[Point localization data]

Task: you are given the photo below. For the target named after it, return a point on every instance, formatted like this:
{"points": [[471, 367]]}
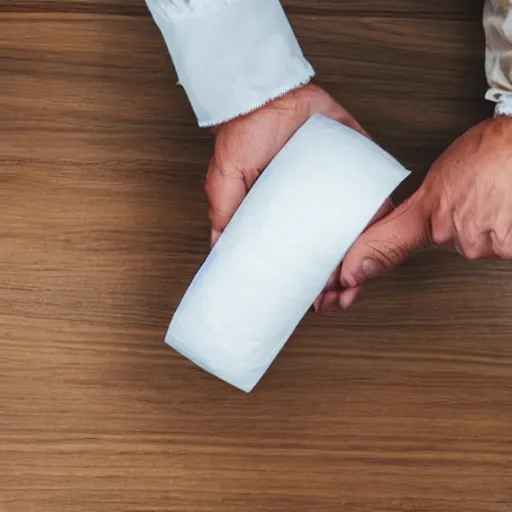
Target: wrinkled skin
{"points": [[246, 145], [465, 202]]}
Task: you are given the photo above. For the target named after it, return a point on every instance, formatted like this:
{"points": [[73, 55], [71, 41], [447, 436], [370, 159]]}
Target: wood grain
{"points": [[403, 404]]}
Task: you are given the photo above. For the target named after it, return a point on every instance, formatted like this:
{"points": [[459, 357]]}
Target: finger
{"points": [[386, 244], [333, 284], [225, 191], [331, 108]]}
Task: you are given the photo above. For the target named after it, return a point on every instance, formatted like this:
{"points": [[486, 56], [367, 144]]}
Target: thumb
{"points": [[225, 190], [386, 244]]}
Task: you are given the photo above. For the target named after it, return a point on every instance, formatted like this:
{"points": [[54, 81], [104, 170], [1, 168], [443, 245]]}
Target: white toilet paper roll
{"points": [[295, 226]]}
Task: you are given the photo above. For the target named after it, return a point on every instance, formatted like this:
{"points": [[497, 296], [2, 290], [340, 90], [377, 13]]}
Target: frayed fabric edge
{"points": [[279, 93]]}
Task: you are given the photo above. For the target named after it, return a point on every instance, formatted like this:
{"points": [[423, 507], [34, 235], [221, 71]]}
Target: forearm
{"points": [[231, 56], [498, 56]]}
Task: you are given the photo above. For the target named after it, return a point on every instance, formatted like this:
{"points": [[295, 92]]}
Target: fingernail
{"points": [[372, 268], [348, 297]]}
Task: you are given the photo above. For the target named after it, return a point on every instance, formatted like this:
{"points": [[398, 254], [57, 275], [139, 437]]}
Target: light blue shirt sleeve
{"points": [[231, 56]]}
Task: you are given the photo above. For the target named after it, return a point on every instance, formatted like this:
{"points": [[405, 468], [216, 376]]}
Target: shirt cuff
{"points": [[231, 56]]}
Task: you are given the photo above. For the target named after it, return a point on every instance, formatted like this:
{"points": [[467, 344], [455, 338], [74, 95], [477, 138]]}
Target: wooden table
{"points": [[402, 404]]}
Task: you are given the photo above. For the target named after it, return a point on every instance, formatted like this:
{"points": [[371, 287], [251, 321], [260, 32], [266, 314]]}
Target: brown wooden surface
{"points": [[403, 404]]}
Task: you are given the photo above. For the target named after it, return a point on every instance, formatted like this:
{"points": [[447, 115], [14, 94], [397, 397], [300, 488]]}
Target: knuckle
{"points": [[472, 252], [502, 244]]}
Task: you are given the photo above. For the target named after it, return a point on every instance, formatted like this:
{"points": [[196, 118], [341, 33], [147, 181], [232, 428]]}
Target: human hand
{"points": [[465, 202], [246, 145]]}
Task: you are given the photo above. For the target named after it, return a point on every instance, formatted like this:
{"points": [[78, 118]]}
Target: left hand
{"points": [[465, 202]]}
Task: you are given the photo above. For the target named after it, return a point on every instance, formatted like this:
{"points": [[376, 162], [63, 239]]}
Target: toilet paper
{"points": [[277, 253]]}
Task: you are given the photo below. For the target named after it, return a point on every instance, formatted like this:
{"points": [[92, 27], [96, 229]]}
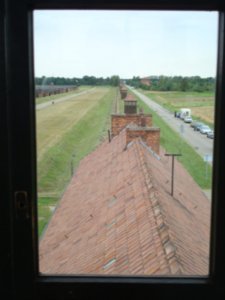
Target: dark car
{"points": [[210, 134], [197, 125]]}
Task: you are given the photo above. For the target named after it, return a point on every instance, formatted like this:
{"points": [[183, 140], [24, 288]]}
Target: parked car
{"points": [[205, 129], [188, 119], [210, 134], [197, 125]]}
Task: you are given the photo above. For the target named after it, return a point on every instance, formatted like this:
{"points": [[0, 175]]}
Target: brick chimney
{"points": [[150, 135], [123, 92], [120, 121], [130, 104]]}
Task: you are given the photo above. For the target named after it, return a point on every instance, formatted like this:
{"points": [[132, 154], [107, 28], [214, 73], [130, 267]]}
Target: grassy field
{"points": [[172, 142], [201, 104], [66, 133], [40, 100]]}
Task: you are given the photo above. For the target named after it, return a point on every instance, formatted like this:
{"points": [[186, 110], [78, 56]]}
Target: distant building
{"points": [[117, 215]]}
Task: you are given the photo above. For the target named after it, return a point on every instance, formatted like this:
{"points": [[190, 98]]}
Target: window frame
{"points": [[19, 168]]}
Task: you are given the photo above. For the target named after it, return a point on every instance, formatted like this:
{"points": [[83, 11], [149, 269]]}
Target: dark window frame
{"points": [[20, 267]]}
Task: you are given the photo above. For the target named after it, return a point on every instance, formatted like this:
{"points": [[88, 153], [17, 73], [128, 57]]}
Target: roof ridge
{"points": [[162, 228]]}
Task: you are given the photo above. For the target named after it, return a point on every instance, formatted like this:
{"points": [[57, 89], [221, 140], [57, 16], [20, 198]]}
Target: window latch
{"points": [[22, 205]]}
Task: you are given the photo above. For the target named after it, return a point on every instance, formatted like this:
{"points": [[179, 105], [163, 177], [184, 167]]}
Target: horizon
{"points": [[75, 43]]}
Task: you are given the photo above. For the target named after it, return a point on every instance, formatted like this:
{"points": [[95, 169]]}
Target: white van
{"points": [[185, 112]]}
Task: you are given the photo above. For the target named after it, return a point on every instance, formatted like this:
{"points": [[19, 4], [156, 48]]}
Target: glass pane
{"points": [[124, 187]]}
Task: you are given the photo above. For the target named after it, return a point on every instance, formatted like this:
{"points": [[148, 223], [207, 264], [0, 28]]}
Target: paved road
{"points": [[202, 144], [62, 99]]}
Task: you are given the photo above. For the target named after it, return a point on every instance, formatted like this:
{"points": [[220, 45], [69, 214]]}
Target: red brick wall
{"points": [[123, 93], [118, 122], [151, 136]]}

* ASSIGNED TASK: Whenever a line holds a picture, print that line without the picture. All other data must be output exactly.

* RESULT OF THE EXERCISE:
Task: you are given the photo below. For the target named after it, return a point on every instance, formatted like this:
{"points": [[471, 367]]}
Target: wrinkled skin
{"points": [[246, 145], [465, 202]]}
Task: you are given the photo above. For the target named after it, return a point on every instance, formatted like this:
{"points": [[73, 55], [71, 41], [447, 436], [370, 159]]}
Target: wood grain
{"points": [[403, 404]]}
Task: you are given the photo above. For the target named after it, return a point on every instance, formatted like this:
{"points": [[459, 357]]}
Target: finger
{"points": [[386, 244], [333, 284], [225, 191], [331, 108]]}
Task: you are given the photo above. For the target named after it, return a point on every instance, formatted like this:
{"points": [[486, 56], [367, 144]]}
Target: thumb
{"points": [[225, 190], [386, 244]]}
Task: you are given the photo above. For the target named after it, return a point on every instance, formatted like this:
{"points": [[54, 81], [104, 170], [1, 168], [443, 245]]}
Target: white toilet paper roll
{"points": [[295, 226]]}
Task: you are given the photo above. For the target named after it, return a point on every instance, formatted like this:
{"points": [[497, 296], [2, 290], [340, 90], [377, 13]]}
Target: frayed fabric edge
{"points": [[279, 93]]}
Task: you are given the photo above. For the target named after it, return a point on every instance, formatted like this:
{"points": [[423, 507], [34, 235], [221, 71]]}
Target: forearm
{"points": [[231, 56], [498, 56]]}
Task: you are given the photo above. For the target named after it, return a point on every instance, formatted like this:
{"points": [[295, 92]]}
Target: fingernail
{"points": [[372, 268], [348, 297]]}
Task: you are given the photo above. For the target named after it, return a point on every instance, formatted like this:
{"points": [[398, 254], [57, 275], [139, 437]]}
Target: light blue shirt sleeve
{"points": [[231, 56]]}
Task: you are given the photo above. For the target named after it, return a point on every instance, formatted like this:
{"points": [[405, 468], [216, 376]]}
Target: shirt cuff
{"points": [[231, 56]]}
Task: you are given the photo above. For the target named after it, return a point on every instance, formatted like this:
{"points": [[467, 344], [455, 338], [74, 95], [477, 138]]}
Target: wooden table
{"points": [[402, 404]]}
Task: you are given the photo above. For the target named after it, return a point on every instance, formatted like this:
{"points": [[371, 287], [251, 321], [260, 32], [266, 314]]}
Target: brown wooden surface
{"points": [[403, 404]]}
Task: you are given the photo above. For the target named after it, return a point on every instance, formatted like this:
{"points": [[447, 115], [14, 94], [397, 397], [300, 488]]}
Target: knuckle
{"points": [[472, 252], [502, 244]]}
Task: you are given the photo above. For the target named after it, return a point on every instance, formatted like this:
{"points": [[196, 118], [341, 33], [147, 181], [232, 428]]}
Target: human hand
{"points": [[465, 202], [246, 145]]}
Task: you are given the photo above. For the target named after it, return a point on every instance, formatted like this:
{"points": [[78, 118]]}
Target: left hand
{"points": [[465, 202]]}
Task: you are given the photo above. For the target named after it, return a point on every instance, formatted like this:
{"points": [[376, 162], [63, 239]]}
Target: toilet paper
{"points": [[277, 253]]}
Task: you are given the photo below. For the target named after it, return a point on every instance, formatted like this:
{"points": [[92, 27], [96, 229]]}
Target: dark car
{"points": [[210, 134], [197, 125]]}
Task: you are given the photo above. For the target named after it, return a point on every instance, formatted like this:
{"points": [[183, 140], [24, 288]]}
Target: parked car
{"points": [[205, 129], [188, 119], [210, 134], [197, 125]]}
Task: you are given the photo above. For the target named after it, return a point on every instance, formatted like this:
{"points": [[0, 175]]}
Target: brick chimney
{"points": [[150, 135], [123, 92], [120, 121], [130, 104]]}
Task: you are given the photo above. For the target named after it, return a point on every instance, formatted like this:
{"points": [[132, 154], [107, 28], [214, 73], [130, 267]]}
Target: grassy field
{"points": [[172, 142], [201, 104], [66, 133], [40, 100]]}
Task: you are given the photo above. For the target named after it, return a point on every instance, formatted like this:
{"points": [[186, 110], [78, 56]]}
Target: distant building
{"points": [[117, 215]]}
Task: you are given the photo above. For the target named after it, return a point on every instance, formatted like this:
{"points": [[190, 98]]}
Target: window frame
{"points": [[19, 168]]}
Task: you are given the photo above. For the target named after it, return a point on every instance, formatted like this:
{"points": [[83, 11], [149, 269]]}
Target: dark window frame
{"points": [[20, 267]]}
Task: you are given the photo above. For the target named after it, return a point on every instance, formatted like this:
{"points": [[88, 153], [17, 73], [128, 57]]}
Target: roof ridge
{"points": [[162, 228]]}
Task: you are given the photo above. For the target named after it, return a point on every instance, formatted like this:
{"points": [[57, 89], [221, 140], [57, 16], [20, 198]]}
Target: window latch
{"points": [[22, 205]]}
Task: you are given the photo above. For the target named after it, return a point on every instance, formatted like this:
{"points": [[179, 105], [163, 177], [184, 167]]}
Target: horizon
{"points": [[75, 43]]}
Task: you are given the photo above. For the target named after it, return a point on every instance, formatted like this:
{"points": [[95, 169]]}
Target: white van
{"points": [[185, 112]]}
Task: you are given the photo above. For the target named after it, return a point on every instance, formatted like this:
{"points": [[19, 4], [156, 48]]}
Target: glass pane
{"points": [[124, 187]]}
Task: you are given the photo above. For the target named after it, return a point on every instance, formatted like this:
{"points": [[148, 223], [207, 264], [0, 28]]}
Target: paved road
{"points": [[202, 144], [62, 99]]}
Task: you are given the photo above. For the target named after it, return a point on every instance, formatted like this:
{"points": [[220, 45], [69, 214]]}
Target: red brick wall
{"points": [[123, 93], [118, 122], [151, 136]]}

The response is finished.